* _Source passage_
........
Sunday, 19 May 2019
Gentleman Jack
BBC1 9pm, Sunday 19 May, (BBC HBO)
The first episodes of Gentleman Jack, the new drama from Happy Valley writer Sally Wainwright, are based upon a book written by historian Jill Liddington and published by Hebden Bridge publishers Pennine Pens.
Anne Lister, or Gentleman Jack, was a scholar, heiress and diarist. Her diaries were partly written in a secret code as controversially, for the time, she was not only a single woman managing her own estate, but also a lesbian having successive affairs with other women.
Jill Liddington, an author who lives near Hebden Bridge, is an expert on Anne Lister, the woman at the centre of this new drama series from BBC and HBO. Jill transcribed and decoded the part of Anne's diaries which covered most of the year of 1832 to write Nature’s Domain: Anne Lister and Landscape of Desire, a book which which places Ann Lister in her historical and political context.
The BBC drama opens in 1832 - the period covered in depth within the pages of Nature’s Domain. The series goes on to use another of Jill’s books on Anne Lister, Female Fortune - the same book Sally Wainwright chose to take with her While marooned on Radio 4’s Desert Island Discs.
........
* _Stated goal 1_
Render every one of the rows below as a JSON list of strings, one string per line and no blank lines.
The passage about Gentleman Jack and the rows are unrelated to each other.

* _Records to process_
........
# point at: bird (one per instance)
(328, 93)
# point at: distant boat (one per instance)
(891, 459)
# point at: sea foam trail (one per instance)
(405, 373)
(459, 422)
........
* _Stated goal 2_
Continue the passage above on the Gentleman Jack drama, starting after its last sentence.

* _Written reply 1_
[
  "# point at: bird (one per instance)",
  "(328, 93)",
  "# point at: distant boat (one per instance)",
  "(891, 459)",
  "# point at: sea foam trail (one per instance)",
  "(405, 373)",
  "(459, 422)"
]

* _Written reply 2_
Gentleman Jack vividly brings to life the rich beauty of Calderdale countryside, soon to be appreciated by people nationwide.
The series' attention to detail means that the clothing, tools, living rooms, kitchens, paths and bridle ways all seem vividly real. Although Sally Wainwright has introduced some fictional characters, the drama generally follows the original coded and uncoded diaries of Anne Lister.
The series opened in the US on Monday 22 April, and the first episode will be shown in the UK on the prime Sunday evening spot left vacant by Line of Duty on 19 May.
Nature’s Domain by Jill Liddington tells the dramatic story, previously unknown, of Anne Lister in 1832 - it covers eight intense months of her life, from April to New Year’s Eve.
In May 1832 aged 41, Anne arrived back home to ancient Shibden Hall, betrayed once again by yet another woman’s marriage plans.
Despondent, she knew her romantic youth was over. Almost all her female friends had married and settled. She held melancholy spirits at bay by immersing herself for solitary hours in Shibden’s well-stocked library and planning changes to the estate. She must remodel herself too. Certainly she must find a companion for life.
Then a chance re-acquaintance with neighbouring heiress Ann Walker changed her life - forever. Anne Lister focussed all her charismatic charm on a deft courtship of this lonely young woman. And Shibden was re-moulded into her ‘landscape of desire’. Here in the 'moss hut' she had built, her flattering seduction could unfold - all away from prying eyes.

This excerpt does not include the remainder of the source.